PROBLEM REQUIREMENTS. Output each entry exactly; skip nothing.

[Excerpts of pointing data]
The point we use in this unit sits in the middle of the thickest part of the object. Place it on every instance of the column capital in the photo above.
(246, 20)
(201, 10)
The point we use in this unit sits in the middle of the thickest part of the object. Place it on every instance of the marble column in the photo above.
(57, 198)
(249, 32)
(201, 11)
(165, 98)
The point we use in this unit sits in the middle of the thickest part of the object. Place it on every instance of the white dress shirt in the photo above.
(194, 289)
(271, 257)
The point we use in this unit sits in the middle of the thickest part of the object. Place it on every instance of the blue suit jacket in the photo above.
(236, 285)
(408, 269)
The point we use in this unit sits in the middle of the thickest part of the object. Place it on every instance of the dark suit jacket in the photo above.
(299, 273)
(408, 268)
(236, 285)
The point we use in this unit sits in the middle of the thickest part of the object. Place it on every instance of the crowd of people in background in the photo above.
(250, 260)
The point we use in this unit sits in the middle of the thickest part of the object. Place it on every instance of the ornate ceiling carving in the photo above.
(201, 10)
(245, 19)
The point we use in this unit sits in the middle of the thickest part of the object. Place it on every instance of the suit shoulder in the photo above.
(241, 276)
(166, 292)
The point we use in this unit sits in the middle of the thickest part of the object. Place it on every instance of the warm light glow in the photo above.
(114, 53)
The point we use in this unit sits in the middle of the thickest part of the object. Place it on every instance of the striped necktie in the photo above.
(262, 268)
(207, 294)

TASK OUTPUT.
The point we use in this unit sits in the middle of the thickest part of the object. Place it on every instance of the column capital in the photo above.
(246, 20)
(201, 10)
The point we use in this unit sits in the middle of the thickest part of the object. Place it on every instance of the marble column in the photo above.
(57, 198)
(249, 32)
(201, 11)
(165, 98)
The point we use in this unit sits in the middle of the thickest part of the object. Place it on every instance of the white dress shirt in the photo above.
(194, 289)
(271, 257)
The point we use in this unit sits in the middle of the thickest part of the object. Place it on every instance of the blue suit jacket in the photo above.
(236, 285)
(408, 269)
The point we use in this unit sits in the middle of the thickest part of the object. Place it on every instance of the dark suit jacket in the photo above.
(299, 273)
(408, 268)
(236, 285)
The point we use in this unit sits in the middle of the thickest part of the object. Place it on every instance of the crowd of people in background in the photo above.
(250, 260)
The point we use in this unit sits in the middle of the thickest part of the object. Place it on every instance of the ornate ceiling carving in the photo above.
(201, 10)
(245, 19)
The point we use in this unit sits in the middle of the thickest part of the object. Place it on every instance of the suit shoulder in the photo above.
(241, 276)
(166, 292)
The point we use in this unit sits in the middle of the thickest part of the object. Place it on every instance of the warm light glow in the photo above.
(114, 53)
The point we use in this unit sits in the middle of the thickest part of the object. Place it on every instance of the striped necktie in the photo above.
(262, 268)
(207, 294)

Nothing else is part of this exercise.